Exercise objective: Write out only the tail of the records, beginning at the line containing "From the image above, detect the horse's front" and including the last line, exactly as written.

┌─ Recorded information

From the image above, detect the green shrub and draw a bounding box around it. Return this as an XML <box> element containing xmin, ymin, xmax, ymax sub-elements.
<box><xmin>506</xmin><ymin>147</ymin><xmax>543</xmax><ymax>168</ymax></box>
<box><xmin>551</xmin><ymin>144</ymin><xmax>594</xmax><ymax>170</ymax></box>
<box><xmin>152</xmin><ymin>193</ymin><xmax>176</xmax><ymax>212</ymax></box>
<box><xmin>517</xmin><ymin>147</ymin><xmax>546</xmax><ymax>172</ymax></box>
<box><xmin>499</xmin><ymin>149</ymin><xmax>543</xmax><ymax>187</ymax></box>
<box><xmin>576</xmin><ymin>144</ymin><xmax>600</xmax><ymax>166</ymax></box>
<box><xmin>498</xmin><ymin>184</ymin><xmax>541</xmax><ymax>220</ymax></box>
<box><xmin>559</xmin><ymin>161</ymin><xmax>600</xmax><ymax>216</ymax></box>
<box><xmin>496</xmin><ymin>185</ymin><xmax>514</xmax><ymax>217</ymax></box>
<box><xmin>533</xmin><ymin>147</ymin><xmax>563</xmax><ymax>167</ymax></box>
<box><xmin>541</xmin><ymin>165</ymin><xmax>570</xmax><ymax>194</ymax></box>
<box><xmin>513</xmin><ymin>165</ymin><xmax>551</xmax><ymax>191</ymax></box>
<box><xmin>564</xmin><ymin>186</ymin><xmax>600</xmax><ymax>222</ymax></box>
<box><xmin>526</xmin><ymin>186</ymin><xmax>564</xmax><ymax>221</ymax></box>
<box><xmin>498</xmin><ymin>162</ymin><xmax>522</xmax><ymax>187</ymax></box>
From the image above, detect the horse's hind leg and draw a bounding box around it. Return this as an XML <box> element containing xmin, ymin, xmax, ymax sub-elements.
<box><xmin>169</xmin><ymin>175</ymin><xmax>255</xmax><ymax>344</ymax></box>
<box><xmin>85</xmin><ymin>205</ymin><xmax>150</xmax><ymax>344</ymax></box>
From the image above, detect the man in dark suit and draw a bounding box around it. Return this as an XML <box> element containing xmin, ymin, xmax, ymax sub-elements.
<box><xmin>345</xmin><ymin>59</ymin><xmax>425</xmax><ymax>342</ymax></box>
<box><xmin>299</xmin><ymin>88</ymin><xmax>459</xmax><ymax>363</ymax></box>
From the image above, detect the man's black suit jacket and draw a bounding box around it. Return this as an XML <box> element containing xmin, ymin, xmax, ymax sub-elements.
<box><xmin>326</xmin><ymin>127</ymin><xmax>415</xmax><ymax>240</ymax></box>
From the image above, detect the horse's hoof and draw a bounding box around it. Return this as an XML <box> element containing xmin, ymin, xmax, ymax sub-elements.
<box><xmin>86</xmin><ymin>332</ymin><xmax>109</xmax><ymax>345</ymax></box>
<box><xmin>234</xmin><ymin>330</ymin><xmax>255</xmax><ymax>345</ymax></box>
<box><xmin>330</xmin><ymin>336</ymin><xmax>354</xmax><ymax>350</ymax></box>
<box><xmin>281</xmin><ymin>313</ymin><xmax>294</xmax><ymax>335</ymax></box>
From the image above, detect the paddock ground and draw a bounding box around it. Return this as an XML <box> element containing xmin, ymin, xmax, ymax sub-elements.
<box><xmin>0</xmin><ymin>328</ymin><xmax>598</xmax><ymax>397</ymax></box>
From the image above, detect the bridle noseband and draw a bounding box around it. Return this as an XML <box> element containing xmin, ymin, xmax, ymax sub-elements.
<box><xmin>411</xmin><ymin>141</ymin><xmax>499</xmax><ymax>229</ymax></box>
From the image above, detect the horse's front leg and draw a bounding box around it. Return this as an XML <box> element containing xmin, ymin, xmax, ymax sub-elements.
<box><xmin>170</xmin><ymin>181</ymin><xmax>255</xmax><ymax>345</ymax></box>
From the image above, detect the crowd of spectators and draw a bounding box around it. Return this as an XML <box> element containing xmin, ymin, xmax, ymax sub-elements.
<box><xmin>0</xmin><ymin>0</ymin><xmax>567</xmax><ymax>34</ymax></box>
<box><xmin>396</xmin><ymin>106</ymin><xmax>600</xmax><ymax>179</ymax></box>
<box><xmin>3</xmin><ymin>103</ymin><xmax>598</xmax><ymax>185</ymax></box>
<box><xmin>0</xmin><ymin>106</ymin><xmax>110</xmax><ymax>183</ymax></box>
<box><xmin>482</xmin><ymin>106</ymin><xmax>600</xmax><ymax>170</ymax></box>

└─

Result of this exercise:
From the image above, detect the horse's front leg and draw a bounding box around it. Return this as an XML <box> element containing xmin, ymin, xmax, ymax sub-elements.
<box><xmin>170</xmin><ymin>181</ymin><xmax>255</xmax><ymax>345</ymax></box>
From the image above, detect the crowd of spectators and draw a bounding box around it. Return this as an XML <box> element containing xmin, ymin, xmax, ymax sub-elements.
<box><xmin>0</xmin><ymin>0</ymin><xmax>567</xmax><ymax>34</ymax></box>
<box><xmin>396</xmin><ymin>106</ymin><xmax>600</xmax><ymax>179</ymax></box>
<box><xmin>3</xmin><ymin>103</ymin><xmax>598</xmax><ymax>185</ymax></box>
<box><xmin>0</xmin><ymin>106</ymin><xmax>110</xmax><ymax>183</ymax></box>
<box><xmin>482</xmin><ymin>106</ymin><xmax>600</xmax><ymax>170</ymax></box>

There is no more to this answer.